===== Reading passage

The World Is Pulling the Plug on Screens in School. We Should Pay Attention.
A global policy wave is building
Something is happening in classrooms around the world, and it’s moving faster than most people realize.
In June 2023, fewer than one in four countries had banned smartphones in schools. By early 2025, that number had climbed to 40%. By March 2026, it was nearly 60% — 114 education systems worldwide.
And yet, here in Connecticut, our legislators couldn’t get there. This week, the House of Representatives passed a smartphone ban in schools by an overwhelming margin. Then the Senate declined to take a vote. No debate. No recorded opposition. Just silence.
The world is moving. Connecticut blinked.
I’ll say this directly: if any member of the Connecticut Senate reads this, the evidence isn’t waiting for you. The research is settled, the global consensus is clear, and your constituents’ kids are paying the price for legislative hesitation. There’s another session coming. Use it.
The countries joining this wave of reducing screens during school days aren’t a fringe. They include the United Kingdom, France, Italy, Australia, Norway, China, Israel, and a growing list of nations across Africa and Latin America. South Korea passed legislation that took effect in March 2026, prohibiting mobile phone use during school hours entirely. Here at home, Missouri, Utah, LA Unified, and districts across Oregon are among those taking steps to restrict screens in classrooms — in some cases rolling back years of aggressive edtech adoption.
And as of this week, OPB reported that the Bend-La Pine school board in Oregon passed a resolution directing their district to fundamentally reframe its relationship to technology in the classroom — citing 2026 Brookings Institution research finding that the risks of AI in education currently outweigh the benefits.

==========

Written tasks —
1) Reproduce the passage of the opinion piece on school smartphone bans between "The world is moving." and "coming. Use it.", inclusive, swapping "global consensus" for "international consensus".
2) Answer these questions using the opinion piece on school smartphone bans:
(a) How many education systems worldwide had banned smartphones in schools by March 2026?
(b) When did South Korea's legislation prohibiting mobile phone use during school hours take effect?
(c) Which school board in Oregon passed a resolution directing its district to reframe its relationship to technology in the classroom?
3) Continue the opinion piece on school smartphone bans from the point at which it stops.
The rows that follow are separate material and unrelated to the opinion piece above.

===== Data shown

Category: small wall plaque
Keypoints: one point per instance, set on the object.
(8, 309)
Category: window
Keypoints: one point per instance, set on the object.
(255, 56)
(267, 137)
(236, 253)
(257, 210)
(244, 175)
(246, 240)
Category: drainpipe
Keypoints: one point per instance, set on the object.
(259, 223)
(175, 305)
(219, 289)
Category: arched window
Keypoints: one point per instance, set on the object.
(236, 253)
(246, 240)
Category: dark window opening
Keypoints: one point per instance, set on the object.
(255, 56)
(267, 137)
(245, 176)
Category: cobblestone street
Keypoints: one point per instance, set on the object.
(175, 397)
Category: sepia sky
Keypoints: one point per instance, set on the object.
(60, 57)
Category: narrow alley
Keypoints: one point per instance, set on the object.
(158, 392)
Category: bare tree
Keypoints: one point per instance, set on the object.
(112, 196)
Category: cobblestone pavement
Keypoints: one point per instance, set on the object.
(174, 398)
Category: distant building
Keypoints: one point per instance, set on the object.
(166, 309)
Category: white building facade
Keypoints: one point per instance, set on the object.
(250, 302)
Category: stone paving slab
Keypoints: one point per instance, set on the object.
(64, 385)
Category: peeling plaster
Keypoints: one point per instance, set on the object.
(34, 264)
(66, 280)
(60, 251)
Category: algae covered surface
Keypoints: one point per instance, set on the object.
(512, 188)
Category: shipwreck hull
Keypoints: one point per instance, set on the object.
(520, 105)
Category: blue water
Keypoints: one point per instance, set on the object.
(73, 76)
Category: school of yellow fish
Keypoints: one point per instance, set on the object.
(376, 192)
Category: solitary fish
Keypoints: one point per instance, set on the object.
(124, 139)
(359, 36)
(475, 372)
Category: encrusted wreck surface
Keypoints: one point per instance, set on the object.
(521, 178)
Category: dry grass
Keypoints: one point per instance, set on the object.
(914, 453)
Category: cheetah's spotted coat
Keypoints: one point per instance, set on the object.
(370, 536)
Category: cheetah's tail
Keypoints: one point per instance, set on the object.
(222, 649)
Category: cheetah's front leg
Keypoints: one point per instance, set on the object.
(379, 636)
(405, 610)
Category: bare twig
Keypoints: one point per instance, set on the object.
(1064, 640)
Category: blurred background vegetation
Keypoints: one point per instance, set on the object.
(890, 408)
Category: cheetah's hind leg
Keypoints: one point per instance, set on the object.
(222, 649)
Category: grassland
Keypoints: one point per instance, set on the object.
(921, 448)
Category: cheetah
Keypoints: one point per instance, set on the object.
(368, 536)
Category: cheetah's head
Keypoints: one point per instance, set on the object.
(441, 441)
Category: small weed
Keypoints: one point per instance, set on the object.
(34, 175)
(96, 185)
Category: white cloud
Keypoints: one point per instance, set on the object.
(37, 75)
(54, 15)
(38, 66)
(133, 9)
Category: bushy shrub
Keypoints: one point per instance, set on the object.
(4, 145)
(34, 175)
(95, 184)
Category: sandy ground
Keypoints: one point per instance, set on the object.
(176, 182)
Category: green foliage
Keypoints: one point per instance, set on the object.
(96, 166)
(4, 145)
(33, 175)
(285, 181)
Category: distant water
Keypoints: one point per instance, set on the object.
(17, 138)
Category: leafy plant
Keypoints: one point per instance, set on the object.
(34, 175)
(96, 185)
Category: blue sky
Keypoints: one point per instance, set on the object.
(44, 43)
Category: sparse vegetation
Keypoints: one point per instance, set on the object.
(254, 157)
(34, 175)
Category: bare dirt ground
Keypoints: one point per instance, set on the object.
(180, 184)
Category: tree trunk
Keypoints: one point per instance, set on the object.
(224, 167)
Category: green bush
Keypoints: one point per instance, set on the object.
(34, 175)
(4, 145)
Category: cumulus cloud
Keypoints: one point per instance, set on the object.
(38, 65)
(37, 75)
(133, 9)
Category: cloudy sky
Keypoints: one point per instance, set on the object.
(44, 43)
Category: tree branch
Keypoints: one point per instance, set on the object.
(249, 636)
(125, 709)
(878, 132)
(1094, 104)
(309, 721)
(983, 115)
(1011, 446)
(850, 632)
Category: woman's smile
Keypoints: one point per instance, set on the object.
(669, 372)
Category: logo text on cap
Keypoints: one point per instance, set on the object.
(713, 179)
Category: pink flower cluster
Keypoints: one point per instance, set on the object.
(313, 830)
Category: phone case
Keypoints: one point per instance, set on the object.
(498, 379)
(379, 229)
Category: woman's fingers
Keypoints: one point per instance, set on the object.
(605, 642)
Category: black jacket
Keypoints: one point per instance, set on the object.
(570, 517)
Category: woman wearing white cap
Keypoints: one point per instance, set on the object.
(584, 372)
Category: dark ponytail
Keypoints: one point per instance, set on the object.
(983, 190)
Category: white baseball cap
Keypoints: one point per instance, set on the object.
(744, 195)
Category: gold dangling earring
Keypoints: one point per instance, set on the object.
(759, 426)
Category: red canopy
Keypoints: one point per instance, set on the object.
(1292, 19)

==========

Outputs by task —
1)
The world is moving. Connecticut blinked.
I’ll say this directly: if any member of the Connecticut Senate reads this, the evidence isn’t waiting for you. The research is settled, the international consensus is clear, and your constituents’ kids are paying the price for legislative hesitation. There’s another session coming. Use it.

2)
(a) 114 education systems, nearly 60%.
(b) March 2026.
(c) The Bend-La Pine school board.

3)
I can tell you quite clearly that the students in my classes who had reduced screen times in K - 12 do much better in college than those who are now addicted to screens.
I am always alerted to patterns in my work, and that’s a pattern.
How We Got Here
For two decades, the dominant story in education technology was more. More devices. More platforms. More connectivity. Tablets replaced textbooks. Laptops replaced notebooks. Smartboards replaced chalkboards. Silicon Valley sold schools on the promise that screens were the future, and schools bought in — sometimes literally, at enormous cost.
The results were mixed at best.
OECD data suggests a strong correlation between high screen time and lower academic performance, particularly in mathematics. Research confirms that the presence of cell phones in classrooms disrupts the learning process — and that low-income students are most affected.
Meanwhile, teachers were increasingly spending their time policing devices rather than teaching. A survey in South Korea found that nearly 70% of teachers had experienced classroom disruptions due to student phone use — with some even reporting verbal or physical aggression when enforcing restrictions.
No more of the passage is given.